• [Brief]: Return, character for character, the lines from the one bearing "Practice. Locate the white wing" through the end of the material. Omit everything before that line.

=== Records supplied ===

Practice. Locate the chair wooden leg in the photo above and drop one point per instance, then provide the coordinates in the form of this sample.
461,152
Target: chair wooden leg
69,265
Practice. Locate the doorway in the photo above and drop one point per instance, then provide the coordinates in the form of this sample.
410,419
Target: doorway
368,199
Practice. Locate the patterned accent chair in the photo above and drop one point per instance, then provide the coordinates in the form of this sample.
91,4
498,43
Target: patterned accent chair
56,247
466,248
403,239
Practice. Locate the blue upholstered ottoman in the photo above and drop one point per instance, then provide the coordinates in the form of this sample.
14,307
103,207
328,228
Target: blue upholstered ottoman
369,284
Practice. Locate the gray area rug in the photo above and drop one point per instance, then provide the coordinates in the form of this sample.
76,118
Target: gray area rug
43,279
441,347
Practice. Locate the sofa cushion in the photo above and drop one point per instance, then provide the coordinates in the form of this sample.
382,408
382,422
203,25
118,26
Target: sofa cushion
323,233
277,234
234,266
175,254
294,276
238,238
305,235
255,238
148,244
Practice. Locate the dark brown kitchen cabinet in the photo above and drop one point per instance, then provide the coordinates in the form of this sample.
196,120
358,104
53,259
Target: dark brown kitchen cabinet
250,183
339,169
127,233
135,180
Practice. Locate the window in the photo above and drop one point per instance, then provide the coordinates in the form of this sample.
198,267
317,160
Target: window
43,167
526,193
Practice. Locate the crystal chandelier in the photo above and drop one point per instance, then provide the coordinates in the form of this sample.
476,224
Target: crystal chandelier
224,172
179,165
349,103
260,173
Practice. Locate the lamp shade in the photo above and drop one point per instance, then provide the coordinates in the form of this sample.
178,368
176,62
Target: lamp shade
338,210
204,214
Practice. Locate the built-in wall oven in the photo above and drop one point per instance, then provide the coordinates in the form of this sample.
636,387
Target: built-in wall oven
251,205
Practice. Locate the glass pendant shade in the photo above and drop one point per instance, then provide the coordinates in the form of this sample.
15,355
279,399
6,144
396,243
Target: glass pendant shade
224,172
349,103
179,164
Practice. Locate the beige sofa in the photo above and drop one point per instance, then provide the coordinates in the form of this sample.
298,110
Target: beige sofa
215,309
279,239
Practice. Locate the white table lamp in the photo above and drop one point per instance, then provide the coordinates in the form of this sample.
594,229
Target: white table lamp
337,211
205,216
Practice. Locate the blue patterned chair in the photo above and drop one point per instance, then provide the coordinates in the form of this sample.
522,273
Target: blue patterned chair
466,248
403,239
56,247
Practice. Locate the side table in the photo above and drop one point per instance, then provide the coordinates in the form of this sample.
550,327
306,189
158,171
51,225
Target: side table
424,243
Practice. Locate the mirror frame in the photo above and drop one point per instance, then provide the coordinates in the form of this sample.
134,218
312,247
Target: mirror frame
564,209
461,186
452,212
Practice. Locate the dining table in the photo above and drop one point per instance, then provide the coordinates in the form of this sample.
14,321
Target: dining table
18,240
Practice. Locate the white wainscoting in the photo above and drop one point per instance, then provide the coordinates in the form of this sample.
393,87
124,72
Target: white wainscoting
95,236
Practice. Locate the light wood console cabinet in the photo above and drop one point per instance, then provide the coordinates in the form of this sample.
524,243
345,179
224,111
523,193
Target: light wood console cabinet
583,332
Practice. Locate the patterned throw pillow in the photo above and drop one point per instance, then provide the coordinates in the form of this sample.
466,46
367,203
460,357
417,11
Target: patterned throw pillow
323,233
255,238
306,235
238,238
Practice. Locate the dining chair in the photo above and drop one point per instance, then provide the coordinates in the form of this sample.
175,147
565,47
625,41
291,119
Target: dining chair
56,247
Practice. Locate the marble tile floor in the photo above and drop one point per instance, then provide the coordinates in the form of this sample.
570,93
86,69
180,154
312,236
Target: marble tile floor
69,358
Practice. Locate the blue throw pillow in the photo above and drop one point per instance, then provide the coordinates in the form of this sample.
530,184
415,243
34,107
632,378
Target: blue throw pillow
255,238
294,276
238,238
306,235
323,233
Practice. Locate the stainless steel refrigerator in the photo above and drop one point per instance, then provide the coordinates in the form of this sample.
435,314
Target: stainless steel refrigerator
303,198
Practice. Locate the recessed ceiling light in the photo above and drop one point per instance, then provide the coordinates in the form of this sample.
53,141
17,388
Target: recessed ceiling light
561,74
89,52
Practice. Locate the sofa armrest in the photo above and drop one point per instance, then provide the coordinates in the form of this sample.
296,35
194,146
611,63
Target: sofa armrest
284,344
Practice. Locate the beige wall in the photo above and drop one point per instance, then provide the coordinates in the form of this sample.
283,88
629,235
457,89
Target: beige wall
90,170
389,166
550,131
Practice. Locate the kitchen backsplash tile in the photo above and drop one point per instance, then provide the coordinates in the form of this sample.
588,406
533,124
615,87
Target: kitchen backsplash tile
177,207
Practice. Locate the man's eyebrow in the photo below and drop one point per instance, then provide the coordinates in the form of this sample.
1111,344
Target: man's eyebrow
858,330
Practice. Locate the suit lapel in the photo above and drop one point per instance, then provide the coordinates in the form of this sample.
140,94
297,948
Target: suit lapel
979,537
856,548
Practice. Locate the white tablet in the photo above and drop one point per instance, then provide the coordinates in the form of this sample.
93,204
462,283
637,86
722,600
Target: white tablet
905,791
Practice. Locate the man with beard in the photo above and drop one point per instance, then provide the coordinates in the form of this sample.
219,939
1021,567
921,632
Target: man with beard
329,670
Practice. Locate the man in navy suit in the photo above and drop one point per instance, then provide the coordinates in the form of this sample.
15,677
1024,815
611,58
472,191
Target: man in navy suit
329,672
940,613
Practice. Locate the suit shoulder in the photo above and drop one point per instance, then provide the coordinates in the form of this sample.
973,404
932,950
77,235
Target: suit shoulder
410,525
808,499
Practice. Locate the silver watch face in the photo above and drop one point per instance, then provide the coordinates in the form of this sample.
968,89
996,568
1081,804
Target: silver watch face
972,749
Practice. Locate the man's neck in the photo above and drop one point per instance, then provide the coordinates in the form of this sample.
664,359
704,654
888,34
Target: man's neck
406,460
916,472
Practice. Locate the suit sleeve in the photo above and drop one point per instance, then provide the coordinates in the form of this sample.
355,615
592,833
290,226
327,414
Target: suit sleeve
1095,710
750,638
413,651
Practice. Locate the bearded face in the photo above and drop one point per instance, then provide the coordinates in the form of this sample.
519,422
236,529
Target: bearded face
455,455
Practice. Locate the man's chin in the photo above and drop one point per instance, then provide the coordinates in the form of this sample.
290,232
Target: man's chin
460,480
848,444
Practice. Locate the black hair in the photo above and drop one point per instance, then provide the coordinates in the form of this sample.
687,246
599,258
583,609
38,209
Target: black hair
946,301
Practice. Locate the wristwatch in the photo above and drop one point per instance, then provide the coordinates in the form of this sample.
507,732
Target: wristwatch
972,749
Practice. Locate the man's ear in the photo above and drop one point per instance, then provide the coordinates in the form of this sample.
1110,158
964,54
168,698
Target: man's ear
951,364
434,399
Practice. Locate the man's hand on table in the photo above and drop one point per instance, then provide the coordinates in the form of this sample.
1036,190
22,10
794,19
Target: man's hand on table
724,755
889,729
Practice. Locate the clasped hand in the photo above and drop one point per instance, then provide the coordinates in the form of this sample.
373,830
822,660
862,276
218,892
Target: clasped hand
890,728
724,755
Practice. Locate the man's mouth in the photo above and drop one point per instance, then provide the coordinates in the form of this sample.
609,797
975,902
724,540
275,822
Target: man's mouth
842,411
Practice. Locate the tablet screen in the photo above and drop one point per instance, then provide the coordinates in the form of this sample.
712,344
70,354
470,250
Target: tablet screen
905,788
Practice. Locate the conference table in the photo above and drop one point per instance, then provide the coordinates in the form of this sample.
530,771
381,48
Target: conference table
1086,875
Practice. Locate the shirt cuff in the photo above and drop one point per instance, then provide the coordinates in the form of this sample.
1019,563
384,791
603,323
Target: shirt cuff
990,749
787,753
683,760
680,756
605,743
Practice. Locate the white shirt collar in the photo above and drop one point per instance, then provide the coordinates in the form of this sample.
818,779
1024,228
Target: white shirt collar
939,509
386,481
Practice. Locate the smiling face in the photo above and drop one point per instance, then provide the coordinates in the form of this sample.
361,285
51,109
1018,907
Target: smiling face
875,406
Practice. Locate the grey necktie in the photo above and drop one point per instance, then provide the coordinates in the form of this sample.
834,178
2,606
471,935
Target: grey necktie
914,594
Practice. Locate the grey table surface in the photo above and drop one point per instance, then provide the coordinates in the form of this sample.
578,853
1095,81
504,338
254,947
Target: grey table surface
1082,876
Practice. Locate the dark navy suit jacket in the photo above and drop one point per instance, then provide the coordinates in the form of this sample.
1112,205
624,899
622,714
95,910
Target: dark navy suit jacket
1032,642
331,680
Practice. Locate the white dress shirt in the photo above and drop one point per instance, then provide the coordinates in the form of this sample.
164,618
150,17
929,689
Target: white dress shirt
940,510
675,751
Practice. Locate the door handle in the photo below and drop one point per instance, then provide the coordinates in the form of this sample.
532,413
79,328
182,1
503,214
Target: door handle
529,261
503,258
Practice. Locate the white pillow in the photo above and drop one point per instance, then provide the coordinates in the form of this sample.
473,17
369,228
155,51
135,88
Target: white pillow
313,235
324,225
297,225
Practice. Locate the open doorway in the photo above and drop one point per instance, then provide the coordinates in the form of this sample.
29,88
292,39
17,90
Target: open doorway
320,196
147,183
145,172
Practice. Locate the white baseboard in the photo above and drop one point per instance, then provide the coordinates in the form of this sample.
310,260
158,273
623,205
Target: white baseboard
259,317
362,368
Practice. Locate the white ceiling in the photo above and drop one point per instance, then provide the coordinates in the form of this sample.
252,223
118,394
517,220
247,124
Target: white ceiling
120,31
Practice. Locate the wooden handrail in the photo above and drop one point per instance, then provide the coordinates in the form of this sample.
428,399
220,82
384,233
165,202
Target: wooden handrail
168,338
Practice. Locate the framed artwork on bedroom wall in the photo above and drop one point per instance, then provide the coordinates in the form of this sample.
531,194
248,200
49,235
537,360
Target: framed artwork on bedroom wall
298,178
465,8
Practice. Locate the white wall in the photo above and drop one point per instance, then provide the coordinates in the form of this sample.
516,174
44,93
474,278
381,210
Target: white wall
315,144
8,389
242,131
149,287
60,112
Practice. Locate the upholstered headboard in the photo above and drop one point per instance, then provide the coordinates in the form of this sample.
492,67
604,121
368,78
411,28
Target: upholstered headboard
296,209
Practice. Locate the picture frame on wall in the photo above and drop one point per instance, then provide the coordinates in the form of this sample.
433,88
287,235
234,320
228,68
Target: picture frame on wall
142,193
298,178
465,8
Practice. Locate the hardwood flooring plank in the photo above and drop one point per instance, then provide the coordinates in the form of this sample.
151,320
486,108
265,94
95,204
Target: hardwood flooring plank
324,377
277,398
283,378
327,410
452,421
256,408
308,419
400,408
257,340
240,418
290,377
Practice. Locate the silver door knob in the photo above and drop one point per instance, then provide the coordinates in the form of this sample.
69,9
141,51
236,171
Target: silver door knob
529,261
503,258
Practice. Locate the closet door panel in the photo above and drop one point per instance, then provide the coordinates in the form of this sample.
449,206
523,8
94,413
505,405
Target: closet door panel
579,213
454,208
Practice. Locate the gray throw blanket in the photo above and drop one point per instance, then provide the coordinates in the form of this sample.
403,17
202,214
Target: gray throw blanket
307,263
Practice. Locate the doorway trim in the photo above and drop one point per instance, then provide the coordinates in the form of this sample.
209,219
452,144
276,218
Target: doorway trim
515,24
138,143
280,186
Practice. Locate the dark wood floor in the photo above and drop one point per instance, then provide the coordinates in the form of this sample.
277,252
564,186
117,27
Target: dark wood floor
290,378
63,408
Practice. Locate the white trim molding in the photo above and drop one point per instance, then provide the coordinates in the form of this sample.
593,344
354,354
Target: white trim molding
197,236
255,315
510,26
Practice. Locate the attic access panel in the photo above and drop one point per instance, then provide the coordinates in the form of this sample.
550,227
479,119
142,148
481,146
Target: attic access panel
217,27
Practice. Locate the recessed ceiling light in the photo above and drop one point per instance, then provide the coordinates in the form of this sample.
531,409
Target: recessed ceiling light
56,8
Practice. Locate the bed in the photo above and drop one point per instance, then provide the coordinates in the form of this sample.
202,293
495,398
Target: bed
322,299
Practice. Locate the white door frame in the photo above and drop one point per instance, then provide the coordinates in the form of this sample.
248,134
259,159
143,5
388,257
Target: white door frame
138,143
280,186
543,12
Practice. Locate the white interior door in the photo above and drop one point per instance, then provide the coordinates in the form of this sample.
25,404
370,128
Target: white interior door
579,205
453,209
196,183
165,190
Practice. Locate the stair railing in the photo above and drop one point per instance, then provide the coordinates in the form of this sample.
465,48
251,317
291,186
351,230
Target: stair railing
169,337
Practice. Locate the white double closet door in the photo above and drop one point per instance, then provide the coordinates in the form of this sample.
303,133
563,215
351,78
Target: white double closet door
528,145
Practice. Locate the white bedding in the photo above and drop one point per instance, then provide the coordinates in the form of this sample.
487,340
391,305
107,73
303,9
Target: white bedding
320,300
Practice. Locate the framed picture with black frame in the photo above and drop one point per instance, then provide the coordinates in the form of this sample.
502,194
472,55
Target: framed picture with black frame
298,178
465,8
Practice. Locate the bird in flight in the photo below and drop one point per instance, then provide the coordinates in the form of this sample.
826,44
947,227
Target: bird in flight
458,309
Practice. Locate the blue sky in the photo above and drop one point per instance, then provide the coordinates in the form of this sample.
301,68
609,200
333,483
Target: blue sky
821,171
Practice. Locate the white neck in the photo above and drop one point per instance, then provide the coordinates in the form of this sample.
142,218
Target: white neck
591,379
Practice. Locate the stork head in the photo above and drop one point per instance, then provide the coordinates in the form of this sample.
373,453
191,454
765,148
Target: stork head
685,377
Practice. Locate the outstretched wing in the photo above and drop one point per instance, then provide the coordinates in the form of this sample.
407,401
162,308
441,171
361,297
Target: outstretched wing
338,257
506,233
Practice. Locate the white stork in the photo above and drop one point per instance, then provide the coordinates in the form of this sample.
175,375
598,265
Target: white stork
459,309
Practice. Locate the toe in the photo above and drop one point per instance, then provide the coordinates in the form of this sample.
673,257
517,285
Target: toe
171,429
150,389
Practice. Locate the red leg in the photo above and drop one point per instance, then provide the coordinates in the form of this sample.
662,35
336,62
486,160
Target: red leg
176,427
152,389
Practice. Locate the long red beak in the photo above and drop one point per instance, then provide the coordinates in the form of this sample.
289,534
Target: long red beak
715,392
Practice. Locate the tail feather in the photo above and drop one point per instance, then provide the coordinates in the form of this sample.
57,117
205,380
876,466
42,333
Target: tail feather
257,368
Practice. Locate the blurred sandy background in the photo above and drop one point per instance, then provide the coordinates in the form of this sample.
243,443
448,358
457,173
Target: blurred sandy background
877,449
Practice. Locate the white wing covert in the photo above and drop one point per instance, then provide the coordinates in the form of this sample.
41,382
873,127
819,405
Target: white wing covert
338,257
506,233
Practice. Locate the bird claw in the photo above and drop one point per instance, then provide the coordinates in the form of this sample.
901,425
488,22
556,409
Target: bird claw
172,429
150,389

===

• [Response to the task]:
Practice. Locate the white wing covert in the photo above and drop one point per instance, then provide the coordinates in the form of this sample.
41,382
873,127
819,405
Target: white wing covert
338,257
506,233
Practice. Locate the bird claw in the photo above and drop one point per instance, then provide the coordinates in the form of this sample.
901,425
488,22
556,409
Target: bird claw
172,429
150,389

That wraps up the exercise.